Copy the rows below word for word, starting at the line that contains "Your task is to find each ceiling" and ending at the line that contains "(555, 160), (610, 180)", both included.

▶ **STORED ROWS**:
****************************************
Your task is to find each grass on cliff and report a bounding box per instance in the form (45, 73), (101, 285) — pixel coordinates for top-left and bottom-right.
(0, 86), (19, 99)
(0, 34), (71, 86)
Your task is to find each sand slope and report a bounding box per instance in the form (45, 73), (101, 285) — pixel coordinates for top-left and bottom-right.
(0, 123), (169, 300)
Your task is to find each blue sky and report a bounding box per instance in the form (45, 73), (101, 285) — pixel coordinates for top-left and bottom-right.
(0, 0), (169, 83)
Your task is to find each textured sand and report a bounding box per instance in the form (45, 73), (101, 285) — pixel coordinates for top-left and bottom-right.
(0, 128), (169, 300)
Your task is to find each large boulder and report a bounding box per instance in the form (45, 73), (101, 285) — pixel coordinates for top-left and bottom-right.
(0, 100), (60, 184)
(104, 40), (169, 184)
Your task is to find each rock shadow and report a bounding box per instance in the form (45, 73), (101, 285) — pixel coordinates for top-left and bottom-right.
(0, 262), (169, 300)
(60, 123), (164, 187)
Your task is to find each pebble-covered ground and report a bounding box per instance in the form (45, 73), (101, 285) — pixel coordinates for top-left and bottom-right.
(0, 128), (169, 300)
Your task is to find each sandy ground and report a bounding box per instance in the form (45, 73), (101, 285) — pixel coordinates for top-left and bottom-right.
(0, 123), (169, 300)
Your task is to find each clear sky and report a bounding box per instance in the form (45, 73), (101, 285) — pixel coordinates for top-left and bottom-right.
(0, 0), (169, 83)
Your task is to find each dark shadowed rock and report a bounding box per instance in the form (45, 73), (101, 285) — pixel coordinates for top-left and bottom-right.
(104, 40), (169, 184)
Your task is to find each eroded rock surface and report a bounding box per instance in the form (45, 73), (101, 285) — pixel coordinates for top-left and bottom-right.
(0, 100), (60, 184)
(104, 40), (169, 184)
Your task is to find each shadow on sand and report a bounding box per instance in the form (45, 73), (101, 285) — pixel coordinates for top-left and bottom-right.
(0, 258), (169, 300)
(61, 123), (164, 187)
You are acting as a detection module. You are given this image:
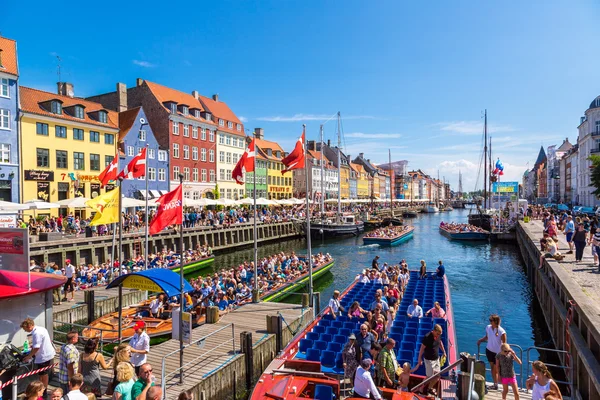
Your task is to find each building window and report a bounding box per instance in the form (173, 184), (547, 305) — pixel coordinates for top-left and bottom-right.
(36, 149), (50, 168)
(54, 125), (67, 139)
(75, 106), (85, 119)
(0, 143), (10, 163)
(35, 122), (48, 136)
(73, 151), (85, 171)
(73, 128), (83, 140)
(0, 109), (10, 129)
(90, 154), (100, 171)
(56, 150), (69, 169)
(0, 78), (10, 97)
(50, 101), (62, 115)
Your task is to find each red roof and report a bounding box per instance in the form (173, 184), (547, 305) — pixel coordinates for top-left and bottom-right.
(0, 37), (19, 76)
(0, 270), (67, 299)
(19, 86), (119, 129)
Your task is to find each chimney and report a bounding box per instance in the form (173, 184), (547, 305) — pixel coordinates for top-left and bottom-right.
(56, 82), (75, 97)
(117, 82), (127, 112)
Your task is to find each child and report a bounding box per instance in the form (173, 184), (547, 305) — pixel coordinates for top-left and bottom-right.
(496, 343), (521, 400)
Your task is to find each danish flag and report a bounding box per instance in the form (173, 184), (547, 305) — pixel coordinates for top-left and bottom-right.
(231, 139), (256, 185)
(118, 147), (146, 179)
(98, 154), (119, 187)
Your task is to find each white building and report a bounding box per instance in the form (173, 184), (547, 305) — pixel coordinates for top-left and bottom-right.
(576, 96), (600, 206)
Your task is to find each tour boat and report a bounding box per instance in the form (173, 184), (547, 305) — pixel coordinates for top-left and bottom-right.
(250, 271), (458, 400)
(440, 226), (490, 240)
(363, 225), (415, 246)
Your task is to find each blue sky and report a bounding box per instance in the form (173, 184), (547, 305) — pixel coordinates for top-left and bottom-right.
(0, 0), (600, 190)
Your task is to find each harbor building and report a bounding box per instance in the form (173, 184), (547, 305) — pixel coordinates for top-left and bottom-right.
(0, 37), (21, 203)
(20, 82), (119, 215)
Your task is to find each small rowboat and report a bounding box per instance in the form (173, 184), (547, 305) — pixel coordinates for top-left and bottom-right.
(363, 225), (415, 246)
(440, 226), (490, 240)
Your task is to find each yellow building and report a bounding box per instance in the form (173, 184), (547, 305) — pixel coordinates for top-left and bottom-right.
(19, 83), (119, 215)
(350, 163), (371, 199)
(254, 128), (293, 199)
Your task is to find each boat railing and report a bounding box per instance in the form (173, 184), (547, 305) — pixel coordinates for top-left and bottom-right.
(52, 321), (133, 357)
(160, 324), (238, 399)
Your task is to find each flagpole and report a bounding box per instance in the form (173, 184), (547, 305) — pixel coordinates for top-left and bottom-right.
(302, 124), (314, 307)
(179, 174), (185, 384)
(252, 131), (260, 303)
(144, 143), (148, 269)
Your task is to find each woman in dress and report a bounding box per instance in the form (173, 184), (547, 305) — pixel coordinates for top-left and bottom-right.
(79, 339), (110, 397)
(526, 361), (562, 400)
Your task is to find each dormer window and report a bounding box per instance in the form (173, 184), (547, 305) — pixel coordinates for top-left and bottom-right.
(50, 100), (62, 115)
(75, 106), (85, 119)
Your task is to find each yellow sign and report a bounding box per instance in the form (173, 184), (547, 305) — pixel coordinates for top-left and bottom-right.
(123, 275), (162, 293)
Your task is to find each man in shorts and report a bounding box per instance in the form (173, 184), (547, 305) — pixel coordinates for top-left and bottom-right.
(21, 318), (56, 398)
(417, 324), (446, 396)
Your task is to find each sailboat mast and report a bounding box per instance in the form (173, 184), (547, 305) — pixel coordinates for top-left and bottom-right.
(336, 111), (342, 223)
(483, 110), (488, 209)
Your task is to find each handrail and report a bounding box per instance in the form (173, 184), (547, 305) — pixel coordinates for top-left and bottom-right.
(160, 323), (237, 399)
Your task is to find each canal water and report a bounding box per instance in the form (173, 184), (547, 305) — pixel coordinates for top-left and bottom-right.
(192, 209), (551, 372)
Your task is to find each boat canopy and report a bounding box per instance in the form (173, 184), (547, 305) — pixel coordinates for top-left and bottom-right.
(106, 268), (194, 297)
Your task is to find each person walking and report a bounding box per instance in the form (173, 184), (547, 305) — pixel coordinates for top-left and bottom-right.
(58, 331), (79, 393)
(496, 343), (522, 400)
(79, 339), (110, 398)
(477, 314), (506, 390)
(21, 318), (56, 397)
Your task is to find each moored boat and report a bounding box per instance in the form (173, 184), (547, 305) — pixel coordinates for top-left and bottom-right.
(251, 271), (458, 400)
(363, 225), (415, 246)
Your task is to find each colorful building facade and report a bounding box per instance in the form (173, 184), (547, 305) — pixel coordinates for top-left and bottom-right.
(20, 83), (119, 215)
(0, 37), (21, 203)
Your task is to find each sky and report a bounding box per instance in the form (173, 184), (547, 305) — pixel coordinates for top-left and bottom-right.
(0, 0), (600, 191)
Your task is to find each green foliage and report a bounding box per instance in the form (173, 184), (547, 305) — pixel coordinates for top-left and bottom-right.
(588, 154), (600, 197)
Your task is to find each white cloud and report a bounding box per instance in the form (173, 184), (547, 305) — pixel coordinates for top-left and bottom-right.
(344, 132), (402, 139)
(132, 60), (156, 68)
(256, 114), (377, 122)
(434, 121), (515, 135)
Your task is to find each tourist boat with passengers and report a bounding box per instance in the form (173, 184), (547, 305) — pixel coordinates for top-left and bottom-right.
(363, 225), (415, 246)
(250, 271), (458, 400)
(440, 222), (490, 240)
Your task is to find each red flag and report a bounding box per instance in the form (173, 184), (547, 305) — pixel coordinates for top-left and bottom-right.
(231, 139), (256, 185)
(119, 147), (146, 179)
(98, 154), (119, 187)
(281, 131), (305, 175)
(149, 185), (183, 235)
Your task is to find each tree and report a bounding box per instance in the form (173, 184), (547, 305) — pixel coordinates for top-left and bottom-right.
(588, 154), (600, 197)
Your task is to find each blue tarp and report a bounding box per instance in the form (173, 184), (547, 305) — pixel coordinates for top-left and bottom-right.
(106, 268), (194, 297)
****************************************
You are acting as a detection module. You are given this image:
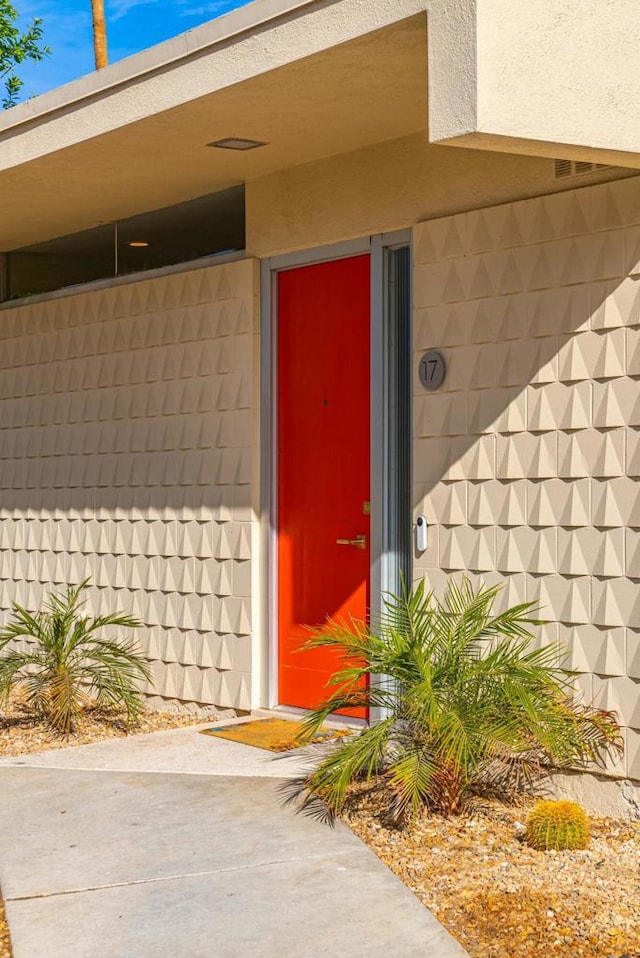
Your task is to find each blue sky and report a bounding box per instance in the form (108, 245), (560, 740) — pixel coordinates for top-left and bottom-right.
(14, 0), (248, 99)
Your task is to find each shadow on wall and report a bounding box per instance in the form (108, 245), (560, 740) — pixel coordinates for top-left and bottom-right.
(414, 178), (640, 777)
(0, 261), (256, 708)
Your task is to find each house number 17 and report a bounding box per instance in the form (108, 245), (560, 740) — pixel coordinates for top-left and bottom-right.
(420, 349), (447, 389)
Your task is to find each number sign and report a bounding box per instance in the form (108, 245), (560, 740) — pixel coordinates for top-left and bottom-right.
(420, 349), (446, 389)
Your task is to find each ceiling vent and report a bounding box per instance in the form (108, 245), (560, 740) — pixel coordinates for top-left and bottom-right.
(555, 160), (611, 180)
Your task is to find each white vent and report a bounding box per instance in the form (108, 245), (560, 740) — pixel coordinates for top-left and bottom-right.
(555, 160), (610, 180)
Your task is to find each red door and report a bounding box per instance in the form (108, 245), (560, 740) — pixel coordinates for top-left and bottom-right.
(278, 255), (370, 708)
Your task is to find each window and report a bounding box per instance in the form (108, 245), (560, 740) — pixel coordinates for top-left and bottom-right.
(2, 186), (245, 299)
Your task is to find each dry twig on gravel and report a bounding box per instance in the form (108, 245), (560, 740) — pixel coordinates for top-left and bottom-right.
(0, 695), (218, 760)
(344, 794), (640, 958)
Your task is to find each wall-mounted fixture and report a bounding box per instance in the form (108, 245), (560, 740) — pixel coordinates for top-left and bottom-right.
****************************************
▶ **FULL RESPONSE**:
Your task is to find each ceiling vent and report a bounding box per instance in the form (108, 245), (560, 740) — pixel coordinates for top-left and bottom-right.
(555, 160), (611, 180)
Your task is to find each white vent and report a bounding box per instance in the form (108, 245), (560, 740) — pixel coordinates for top-left and bottom-right.
(555, 160), (610, 180)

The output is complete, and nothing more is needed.